TASK – Lay out the records below as a two-column CSV with the header row instruction,output. Give one row per record, with the record's text under instruction and its answer under output, each as a single quoted field with line breaks replaced by spaces.

DATASET ROWS –
....

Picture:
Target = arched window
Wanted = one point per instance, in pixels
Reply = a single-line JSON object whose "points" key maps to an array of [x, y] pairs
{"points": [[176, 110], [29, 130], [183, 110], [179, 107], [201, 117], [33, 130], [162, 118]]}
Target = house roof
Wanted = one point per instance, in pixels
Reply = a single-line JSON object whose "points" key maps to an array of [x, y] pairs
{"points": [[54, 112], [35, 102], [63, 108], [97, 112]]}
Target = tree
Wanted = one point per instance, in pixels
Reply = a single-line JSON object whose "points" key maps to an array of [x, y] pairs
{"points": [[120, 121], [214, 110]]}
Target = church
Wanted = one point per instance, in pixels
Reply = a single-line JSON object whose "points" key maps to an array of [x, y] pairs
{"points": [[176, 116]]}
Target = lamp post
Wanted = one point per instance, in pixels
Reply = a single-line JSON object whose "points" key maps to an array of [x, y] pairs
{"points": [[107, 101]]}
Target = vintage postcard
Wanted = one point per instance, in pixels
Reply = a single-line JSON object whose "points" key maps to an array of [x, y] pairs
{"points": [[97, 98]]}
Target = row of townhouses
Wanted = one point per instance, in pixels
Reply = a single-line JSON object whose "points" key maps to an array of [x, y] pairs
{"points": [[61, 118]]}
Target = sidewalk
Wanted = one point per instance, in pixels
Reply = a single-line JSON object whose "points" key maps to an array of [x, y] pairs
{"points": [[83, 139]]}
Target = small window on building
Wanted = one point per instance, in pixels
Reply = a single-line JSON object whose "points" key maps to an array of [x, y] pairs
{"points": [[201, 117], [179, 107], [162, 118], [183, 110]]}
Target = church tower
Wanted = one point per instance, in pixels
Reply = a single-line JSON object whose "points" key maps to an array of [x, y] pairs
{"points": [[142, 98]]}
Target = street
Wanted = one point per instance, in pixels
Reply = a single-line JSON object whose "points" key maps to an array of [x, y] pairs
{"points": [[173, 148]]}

....

SOLUTION BELOW –
instruction,output
"Picture: Target = arched window Wanted = one point per instance, in pixels Reply = a single-line JSON object whose ""points"" key maps to an array of [x, y] pairs","{""points"": [[176, 110], [29, 130], [183, 110], [179, 107], [201, 117], [33, 130], [162, 118]]}"
"Target = house roof Wanted = one point per instance, in pixels Reply = a single-line JSON object whose ""points"" key maps to an array of [x, y] pairs","{""points"": [[54, 112], [35, 102], [63, 108], [97, 112]]}"
"Target = tree Wanted = one point per instance, in pixels Reply = a single-line JSON object whose ""points"" key maps to an array of [x, y] pairs","{""points"": [[120, 121], [214, 110]]}"
"Target = church Wanted = one point per instance, in pixels Reply = a single-line JSON object whose ""points"" key maps to an array of [x, y] pairs","{""points"": [[176, 116]]}"
"Target = lamp post Wanted = one point per instance, in pixels Reply = a single-line JSON object whose ""points"" key maps to an array of [x, y] pairs","{""points"": [[107, 101]]}"
"Target = vintage postcard Wanted = one point per instance, in pixels Reply = a single-line JSON object whose ""points"" key maps to an array of [x, y] pairs","{""points"": [[97, 98]]}"
"Target = row of townhouses Wanted = one point per instance, in pixels Reply = a single-line JSON object whose ""points"" key maps to an array of [x, y] pairs","{""points"": [[61, 118]]}"
"Target = sidewalk Wanted = one point per instance, in pixels Reply = a single-line JSON object whose ""points"" key maps to an array of [x, y] pairs","{""points"": [[83, 139]]}"
"Target = small window on building Wanted = one point per instance, in pixels Reply = a single-line JSON object whose ""points"" key maps to an array of [x, y] pairs","{""points"": [[201, 117], [179, 107], [162, 118], [183, 110]]}"
"Target = church tower Wanted = one point per instance, in pixels Reply = a single-line JSON object whose ""points"" key maps to an array of [x, y] pairs","{""points"": [[142, 98]]}"
"Target = street Wanted = one point per instance, in pixels Reply = a single-line JSON object whose ""points"" key maps to an array of [x, y] pairs","{""points"": [[173, 148]]}"